Required action: Return each entry exactly, omitting nothing.

*** Opening of Data for the task ***

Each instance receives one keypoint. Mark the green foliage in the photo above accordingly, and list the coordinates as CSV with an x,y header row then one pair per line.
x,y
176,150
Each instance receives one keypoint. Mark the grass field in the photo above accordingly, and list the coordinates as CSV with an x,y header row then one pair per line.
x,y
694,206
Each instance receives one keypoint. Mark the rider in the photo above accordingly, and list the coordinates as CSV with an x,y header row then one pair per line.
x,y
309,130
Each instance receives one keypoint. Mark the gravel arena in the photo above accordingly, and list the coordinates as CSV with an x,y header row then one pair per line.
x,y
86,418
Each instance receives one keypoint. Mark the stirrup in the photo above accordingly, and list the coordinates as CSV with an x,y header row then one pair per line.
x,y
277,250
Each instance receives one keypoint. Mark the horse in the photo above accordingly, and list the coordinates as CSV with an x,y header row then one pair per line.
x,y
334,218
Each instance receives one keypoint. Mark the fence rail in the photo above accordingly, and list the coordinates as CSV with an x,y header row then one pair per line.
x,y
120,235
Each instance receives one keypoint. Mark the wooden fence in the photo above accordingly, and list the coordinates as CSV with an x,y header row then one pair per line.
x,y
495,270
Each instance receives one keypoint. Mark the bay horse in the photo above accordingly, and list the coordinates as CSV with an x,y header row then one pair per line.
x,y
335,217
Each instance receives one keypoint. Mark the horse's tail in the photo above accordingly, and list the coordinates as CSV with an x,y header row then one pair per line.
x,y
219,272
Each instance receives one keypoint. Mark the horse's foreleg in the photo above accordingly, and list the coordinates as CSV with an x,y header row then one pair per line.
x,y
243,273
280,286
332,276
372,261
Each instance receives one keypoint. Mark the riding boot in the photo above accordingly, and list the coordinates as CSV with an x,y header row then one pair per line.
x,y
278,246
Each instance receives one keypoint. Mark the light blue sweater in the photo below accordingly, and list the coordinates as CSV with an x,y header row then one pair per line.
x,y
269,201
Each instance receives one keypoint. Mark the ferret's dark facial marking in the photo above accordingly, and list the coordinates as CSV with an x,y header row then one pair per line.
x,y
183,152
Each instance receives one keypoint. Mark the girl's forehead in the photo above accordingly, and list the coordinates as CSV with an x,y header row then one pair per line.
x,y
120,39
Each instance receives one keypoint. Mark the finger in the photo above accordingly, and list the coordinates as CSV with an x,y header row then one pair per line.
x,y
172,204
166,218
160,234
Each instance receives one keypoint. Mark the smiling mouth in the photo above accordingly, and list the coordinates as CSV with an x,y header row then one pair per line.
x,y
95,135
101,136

*** Close of Data for the task ***

Task answer:
Each instance receives one keypoint. Mark the green foliage in the photo above accordingly, and list the coordinates as CSV with an x,y header row then one pair per line.
x,y
176,150
Each instance receives one keypoint. Mark the grass field in the photo above accordingly, and list the coordinates as CSV with an x,y header row then one pair per line.
x,y
694,206
Each instance receives one keypoint. Mark the rider in the photo above accordingly, and list the coordinates as CSV with an x,y header row then one pair per line.
x,y
309,130
Each instance receives one keypoint. Mark the gravel arena in the photo above accordingly, and list the coordinates as CSV with an x,y header row then one pair per line.
x,y
86,418
Each instance receives one keypoint. Mark the stirrup in the photo above accordingly, and list the coordinates as CSV with an x,y header row then one pair per line.
x,y
277,250
Each instance receives one keypoint. Mark the horse in the photo above accordingly, and list the coordinates as CSV with an x,y header row then one pair per line.
x,y
334,218
Each instance receives one keypoint. Mark the fence rail in the photo above accordingly, and list the coordinates as CSV with an x,y header row then one pair per line.
x,y
120,235
Each instance receives one keypoint. Mark the wooden fence in the photo above accordingly, and list the coordinates as CSV with an x,y header row then one pair per line.
x,y
495,270
Each instance receives one keypoint. Mark the bay horse in the photo above accordingly, and list the coordinates as CSV with an x,y header row then one pair per line.
x,y
335,217
Each instance receives one keypoint. Mark the horse's tail in the photo above accordingly, and list the coordinates as CSV with an x,y header row then one pair per line.
x,y
219,272
Each instance receives one keypoint. Mark the horse's foreleg in the photo above accordingly, and list the coordinates as CSV with an x,y header row then one pair per line.
x,y
243,273
280,286
332,276
372,261
Each instance receives one keypoint. Mark the riding boot in the photo above accordingly, and list the coordinates as CSV with an x,y header row then one pair per line.
x,y
278,246
Each instance receives one keypoint. Mark the light blue sweater in the photo below accordingly, and list the coordinates as CSV with an x,y header row then one pair per line.
x,y
269,201
Each instance receives one keypoint. Mark the ferret's dark facial marking in the photo above accordingly, and list the coordinates as CSV with an x,y header row then one pair per line.
x,y
183,152
Each instance receives one keypoint. Mark the girl's forehead in the photo above accordingly, and list the coordinates as CSV with an x,y header row then one pair per line.
x,y
120,39
Each instance receives one keypoint. Mark the finger in the photo above accordingly, and list the coordinates as CSV with an x,y header row then one pair per line.
x,y
172,204
166,218
160,234
Each instance receives one keypoint. Mark the smiling mouth in the photo above accordingly, and list the coordinates as CSV with an x,y header row then one pair per line.
x,y
95,135
101,136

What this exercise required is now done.